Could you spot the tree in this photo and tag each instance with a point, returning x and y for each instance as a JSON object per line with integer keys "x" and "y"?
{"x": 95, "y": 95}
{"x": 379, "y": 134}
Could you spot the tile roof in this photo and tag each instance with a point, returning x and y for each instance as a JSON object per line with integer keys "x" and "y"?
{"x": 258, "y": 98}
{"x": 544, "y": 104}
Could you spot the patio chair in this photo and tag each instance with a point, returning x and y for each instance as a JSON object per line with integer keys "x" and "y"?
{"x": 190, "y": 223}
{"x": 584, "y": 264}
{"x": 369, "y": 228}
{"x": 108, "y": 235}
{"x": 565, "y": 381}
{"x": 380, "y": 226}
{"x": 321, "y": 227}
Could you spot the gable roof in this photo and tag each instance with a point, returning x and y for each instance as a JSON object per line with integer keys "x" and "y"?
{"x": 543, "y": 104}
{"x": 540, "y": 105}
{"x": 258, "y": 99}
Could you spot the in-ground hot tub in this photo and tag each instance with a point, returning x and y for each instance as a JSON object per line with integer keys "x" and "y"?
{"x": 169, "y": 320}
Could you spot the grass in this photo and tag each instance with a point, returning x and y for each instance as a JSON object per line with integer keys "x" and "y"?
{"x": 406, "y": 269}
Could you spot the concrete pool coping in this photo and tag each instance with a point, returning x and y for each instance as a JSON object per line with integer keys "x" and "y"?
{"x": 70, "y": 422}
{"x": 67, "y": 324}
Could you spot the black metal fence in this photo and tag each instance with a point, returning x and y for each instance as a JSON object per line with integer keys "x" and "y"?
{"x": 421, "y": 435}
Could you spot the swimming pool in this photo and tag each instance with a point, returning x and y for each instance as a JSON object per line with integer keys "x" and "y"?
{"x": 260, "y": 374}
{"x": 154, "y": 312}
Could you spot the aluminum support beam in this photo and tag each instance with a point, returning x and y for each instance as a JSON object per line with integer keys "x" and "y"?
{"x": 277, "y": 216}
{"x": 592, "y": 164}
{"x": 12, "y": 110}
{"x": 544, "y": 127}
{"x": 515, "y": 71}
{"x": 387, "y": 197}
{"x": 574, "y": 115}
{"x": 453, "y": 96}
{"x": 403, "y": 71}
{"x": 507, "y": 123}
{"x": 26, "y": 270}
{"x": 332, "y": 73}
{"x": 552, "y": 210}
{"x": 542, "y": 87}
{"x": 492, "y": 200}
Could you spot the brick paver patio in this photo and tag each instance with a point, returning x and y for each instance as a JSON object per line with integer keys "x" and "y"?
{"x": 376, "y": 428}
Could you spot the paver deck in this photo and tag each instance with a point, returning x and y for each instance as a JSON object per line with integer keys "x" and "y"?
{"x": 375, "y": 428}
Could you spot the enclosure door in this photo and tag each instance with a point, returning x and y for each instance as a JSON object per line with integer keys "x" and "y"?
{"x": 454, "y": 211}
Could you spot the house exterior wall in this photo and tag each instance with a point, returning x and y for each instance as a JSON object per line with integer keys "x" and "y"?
•••••
Aim of the task → Return all the lines shown above, word for word.

Written answer →
Could you spot the tree in this photo and tag each instance with a point, returning x and y for each instance as a JSON object per line with integer keys "x" and "y"?
{"x": 95, "y": 95}
{"x": 379, "y": 134}
Could you spot the tile roof in this photo and tag each instance with a point, returning x and y for each instance as a JSON object per line with integer keys "x" and "y"?
{"x": 258, "y": 98}
{"x": 544, "y": 104}
Could you spot the patio chair in this photo and tag each instance with a point, returning x and y for each instance as a JSON object per line with integer keys "x" and "y"?
{"x": 190, "y": 223}
{"x": 584, "y": 264}
{"x": 369, "y": 228}
{"x": 108, "y": 235}
{"x": 565, "y": 381}
{"x": 380, "y": 226}
{"x": 321, "y": 227}
Could you spot the gable roof in this photo and tag each instance with a point, returning x and y for each instance as a JSON object per line with integer keys "x" and "y"?
{"x": 543, "y": 104}
{"x": 540, "y": 105}
{"x": 258, "y": 99}
Could you spot the in-ground hot tub in this photo and tag each instance with a point, returning x and y for each instance as a JSON object per line with integer keys "x" and "y"?
{"x": 169, "y": 320}
Could you spot the grass in this photo and tag each instance with a point, returning x and y for each instance as a JSON object per line with integer keys "x" and "y"?
{"x": 406, "y": 269}
Could you spot the concrete pool coping in this photo and tag each instance with a point, returning x and y for each instance as a JSON object per line with integer keys "x" and "y"?
{"x": 70, "y": 422}
{"x": 67, "y": 324}
Could you spot the black metal fence in this photo and tag each instance with a point, returning x and y for each instance as a JSON object per line with integer keys "x" and "y"?
{"x": 421, "y": 435}
Could you spot the swimming pool in this photo and tag each instance with a point, returning x and y for each instance as a JSON object per line with integer keys "x" and "y"?
{"x": 260, "y": 374}
{"x": 154, "y": 312}
Could you spot the aluminum support beam in this photo and tag each instance with a point, returning x and y for each instance as a JSON object per line with integer keys "x" and "y"?
{"x": 277, "y": 216}
{"x": 592, "y": 164}
{"x": 12, "y": 110}
{"x": 544, "y": 127}
{"x": 515, "y": 71}
{"x": 387, "y": 197}
{"x": 574, "y": 115}
{"x": 453, "y": 96}
{"x": 403, "y": 71}
{"x": 507, "y": 123}
{"x": 26, "y": 270}
{"x": 332, "y": 73}
{"x": 552, "y": 210}
{"x": 542, "y": 87}
{"x": 492, "y": 200}
Could you spot the brick paver patio in this photo and tag each instance with a point, returning x and y for each instance as a JSON object per line with integer keys "x" and "y"?
{"x": 376, "y": 428}
Could you spot the paver deck in this photo and tag each instance with a point, returning x and y for each instance as a JSON object per line with integer keys "x" and "y"?
{"x": 375, "y": 428}
Could you spot the enclosure door in this photo and tag each instance with a point, returning x and y for each instance as a JSON object per line with integer keys "x" and "y"?
{"x": 454, "y": 211}
Could you spot the house exterior wall in this photo and tag each instance with a point, returning x and y for each instance as a JSON object per line with integer keys "x" and "y"?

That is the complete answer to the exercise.